## PROBLEM DESCRIPTION
Once the line with "Please tag the red hair" is found, repeat exactly that line and every one after it until the data below ends, including the last line.

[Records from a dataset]
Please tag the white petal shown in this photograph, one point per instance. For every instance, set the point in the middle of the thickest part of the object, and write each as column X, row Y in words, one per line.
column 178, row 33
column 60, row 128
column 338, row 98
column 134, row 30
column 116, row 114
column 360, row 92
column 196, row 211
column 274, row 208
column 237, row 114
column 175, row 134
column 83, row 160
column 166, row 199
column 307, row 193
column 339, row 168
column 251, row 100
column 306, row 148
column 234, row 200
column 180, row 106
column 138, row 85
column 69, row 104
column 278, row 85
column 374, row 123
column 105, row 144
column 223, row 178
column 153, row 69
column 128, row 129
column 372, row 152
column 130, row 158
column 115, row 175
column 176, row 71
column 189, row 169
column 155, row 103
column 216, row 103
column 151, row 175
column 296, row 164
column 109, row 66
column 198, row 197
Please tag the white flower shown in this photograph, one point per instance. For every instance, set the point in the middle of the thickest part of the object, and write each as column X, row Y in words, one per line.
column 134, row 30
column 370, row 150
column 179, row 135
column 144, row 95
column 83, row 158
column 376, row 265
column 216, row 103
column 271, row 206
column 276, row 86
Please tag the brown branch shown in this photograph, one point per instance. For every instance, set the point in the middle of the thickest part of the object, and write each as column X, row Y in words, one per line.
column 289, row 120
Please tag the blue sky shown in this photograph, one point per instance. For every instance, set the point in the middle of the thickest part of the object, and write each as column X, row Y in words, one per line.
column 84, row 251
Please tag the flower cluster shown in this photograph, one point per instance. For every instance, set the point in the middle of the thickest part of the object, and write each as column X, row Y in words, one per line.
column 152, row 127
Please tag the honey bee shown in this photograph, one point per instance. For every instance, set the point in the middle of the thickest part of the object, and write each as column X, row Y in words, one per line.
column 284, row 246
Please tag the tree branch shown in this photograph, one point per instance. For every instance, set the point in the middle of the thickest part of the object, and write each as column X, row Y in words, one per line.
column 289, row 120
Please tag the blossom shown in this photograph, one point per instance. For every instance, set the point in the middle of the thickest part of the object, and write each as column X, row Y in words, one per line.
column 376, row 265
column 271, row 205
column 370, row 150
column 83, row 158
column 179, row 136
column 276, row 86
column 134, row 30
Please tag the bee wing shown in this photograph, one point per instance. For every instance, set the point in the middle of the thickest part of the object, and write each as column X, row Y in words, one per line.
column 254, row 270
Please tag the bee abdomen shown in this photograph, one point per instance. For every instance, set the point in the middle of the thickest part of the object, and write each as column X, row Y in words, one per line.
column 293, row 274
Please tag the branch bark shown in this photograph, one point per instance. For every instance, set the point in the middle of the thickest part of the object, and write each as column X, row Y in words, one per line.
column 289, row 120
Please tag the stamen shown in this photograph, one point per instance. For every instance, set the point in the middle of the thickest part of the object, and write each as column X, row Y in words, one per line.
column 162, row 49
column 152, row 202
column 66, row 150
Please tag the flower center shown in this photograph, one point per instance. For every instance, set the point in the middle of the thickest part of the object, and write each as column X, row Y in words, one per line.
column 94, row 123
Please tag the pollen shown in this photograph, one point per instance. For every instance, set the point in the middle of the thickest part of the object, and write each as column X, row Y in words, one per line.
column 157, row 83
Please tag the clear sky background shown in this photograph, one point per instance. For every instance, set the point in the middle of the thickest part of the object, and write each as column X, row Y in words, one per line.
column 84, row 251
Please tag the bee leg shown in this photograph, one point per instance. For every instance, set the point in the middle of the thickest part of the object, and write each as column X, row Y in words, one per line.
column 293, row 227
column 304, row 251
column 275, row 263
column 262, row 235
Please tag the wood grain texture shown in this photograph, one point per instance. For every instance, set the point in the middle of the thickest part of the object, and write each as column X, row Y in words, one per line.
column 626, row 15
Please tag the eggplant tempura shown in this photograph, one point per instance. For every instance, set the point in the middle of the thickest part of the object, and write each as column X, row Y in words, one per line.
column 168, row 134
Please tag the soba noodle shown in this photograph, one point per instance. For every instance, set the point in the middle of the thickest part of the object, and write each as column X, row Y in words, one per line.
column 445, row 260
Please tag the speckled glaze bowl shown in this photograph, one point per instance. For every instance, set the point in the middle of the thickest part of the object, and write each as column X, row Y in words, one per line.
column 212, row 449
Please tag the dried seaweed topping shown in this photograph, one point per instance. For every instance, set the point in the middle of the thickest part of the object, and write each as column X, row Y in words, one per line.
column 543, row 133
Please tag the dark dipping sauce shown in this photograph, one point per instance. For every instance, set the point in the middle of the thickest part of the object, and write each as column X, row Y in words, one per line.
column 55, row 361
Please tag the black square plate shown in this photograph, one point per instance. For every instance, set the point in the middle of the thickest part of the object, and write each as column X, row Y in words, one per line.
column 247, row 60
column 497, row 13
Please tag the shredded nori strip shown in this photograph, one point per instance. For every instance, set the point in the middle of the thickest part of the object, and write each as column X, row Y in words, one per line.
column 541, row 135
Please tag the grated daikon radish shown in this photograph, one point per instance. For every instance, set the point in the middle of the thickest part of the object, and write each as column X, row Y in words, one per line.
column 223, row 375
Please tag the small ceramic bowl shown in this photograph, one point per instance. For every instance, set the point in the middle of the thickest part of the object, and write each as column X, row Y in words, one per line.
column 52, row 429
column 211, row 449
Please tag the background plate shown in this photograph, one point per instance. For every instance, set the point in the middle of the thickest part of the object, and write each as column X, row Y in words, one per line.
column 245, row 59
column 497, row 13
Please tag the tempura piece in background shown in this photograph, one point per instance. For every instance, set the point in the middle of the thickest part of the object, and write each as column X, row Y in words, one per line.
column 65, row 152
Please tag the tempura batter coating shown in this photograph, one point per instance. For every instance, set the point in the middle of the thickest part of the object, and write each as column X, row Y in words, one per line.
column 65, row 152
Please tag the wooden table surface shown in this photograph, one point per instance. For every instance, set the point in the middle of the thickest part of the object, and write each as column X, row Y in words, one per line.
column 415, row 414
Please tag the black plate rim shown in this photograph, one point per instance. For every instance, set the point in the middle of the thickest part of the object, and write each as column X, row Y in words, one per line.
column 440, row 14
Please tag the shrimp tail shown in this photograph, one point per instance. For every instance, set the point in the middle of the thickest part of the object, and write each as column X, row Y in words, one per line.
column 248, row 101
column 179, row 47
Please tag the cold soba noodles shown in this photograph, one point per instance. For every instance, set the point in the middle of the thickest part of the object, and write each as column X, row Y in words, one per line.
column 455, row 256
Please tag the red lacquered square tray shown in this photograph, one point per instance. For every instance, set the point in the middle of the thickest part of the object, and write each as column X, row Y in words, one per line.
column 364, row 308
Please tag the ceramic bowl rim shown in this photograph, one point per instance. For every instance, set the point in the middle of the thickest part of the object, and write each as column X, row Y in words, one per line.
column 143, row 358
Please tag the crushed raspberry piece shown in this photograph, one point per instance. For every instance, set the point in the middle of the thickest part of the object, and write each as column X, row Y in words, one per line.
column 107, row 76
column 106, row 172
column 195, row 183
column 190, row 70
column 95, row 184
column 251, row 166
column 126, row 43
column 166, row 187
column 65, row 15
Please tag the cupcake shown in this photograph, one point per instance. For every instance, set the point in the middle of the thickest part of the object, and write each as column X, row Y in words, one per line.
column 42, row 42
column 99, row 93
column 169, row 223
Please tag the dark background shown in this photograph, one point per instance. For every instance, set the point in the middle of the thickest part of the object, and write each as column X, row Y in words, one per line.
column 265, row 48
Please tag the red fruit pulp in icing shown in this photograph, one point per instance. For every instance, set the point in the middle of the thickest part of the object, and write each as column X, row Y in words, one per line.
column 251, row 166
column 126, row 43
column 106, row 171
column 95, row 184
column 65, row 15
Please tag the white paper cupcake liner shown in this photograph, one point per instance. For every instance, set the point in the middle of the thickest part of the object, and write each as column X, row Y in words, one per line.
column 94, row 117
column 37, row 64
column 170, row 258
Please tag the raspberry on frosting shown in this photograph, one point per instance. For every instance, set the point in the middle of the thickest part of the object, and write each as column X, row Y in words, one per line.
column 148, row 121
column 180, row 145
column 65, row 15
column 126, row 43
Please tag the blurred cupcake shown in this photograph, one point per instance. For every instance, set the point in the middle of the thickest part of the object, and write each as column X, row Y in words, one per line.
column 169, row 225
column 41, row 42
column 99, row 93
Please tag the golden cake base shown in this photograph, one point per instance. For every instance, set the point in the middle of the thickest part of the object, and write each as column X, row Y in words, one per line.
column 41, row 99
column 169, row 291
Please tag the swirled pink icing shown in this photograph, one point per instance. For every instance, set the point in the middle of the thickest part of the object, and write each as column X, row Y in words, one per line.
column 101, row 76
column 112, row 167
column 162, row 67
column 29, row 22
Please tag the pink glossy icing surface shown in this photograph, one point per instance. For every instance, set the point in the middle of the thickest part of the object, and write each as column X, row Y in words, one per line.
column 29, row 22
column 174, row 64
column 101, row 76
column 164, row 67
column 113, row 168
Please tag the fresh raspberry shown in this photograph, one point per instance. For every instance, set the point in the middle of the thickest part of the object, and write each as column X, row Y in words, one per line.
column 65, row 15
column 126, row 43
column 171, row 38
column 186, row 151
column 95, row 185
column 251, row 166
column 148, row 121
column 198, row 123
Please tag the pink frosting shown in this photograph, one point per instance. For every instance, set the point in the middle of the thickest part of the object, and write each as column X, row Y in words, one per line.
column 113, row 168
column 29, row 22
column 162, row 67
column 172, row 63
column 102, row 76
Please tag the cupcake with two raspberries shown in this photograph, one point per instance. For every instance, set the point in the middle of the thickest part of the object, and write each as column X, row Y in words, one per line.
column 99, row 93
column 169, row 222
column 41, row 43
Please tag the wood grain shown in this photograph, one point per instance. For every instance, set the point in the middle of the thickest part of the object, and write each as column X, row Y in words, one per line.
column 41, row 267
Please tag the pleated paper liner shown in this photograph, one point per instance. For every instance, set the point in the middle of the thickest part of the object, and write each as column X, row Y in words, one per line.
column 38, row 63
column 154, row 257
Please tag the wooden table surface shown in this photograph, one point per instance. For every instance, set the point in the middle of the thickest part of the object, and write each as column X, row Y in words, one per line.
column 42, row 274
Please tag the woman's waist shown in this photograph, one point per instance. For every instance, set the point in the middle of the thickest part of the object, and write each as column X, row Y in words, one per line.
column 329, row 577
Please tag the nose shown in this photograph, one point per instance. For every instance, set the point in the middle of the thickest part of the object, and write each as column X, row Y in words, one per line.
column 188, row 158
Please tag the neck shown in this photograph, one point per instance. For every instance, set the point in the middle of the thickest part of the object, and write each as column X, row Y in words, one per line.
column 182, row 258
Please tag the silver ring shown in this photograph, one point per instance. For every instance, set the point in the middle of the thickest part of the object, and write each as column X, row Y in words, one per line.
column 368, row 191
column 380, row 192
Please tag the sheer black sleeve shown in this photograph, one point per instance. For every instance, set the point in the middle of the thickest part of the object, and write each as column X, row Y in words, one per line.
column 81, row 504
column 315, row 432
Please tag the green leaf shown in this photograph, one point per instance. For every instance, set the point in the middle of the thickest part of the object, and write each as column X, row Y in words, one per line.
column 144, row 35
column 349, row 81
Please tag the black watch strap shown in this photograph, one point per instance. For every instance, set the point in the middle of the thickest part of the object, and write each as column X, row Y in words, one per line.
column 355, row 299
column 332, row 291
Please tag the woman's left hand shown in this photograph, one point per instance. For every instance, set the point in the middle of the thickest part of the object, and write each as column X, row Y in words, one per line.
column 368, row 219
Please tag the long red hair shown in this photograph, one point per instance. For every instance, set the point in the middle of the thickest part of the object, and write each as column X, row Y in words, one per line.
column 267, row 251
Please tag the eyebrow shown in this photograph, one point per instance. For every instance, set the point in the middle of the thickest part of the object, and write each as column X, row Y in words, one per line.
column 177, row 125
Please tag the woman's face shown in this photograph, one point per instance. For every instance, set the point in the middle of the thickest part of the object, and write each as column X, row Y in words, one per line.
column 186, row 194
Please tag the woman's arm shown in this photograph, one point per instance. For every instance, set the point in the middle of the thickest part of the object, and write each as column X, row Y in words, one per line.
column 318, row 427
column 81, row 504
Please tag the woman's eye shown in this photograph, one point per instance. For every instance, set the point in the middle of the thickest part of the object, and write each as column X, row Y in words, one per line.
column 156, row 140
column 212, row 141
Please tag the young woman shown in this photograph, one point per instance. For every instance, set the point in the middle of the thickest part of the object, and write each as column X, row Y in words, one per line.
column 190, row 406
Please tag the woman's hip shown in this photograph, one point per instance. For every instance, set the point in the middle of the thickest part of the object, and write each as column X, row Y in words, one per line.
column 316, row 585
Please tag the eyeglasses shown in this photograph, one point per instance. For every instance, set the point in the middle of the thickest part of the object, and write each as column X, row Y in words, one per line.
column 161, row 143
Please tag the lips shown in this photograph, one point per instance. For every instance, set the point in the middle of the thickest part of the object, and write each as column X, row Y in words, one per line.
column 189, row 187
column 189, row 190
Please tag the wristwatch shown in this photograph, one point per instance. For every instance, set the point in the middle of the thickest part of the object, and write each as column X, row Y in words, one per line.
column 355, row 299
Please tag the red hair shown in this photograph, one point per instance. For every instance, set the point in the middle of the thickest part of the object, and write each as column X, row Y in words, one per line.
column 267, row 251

## TASK RESPONSE
Please tag the red hair shown in this photograph, one point per instance. For every instance, set the point in the middle of the thickest part of the object, and write each as column X, row Y in words, one per line.
column 267, row 251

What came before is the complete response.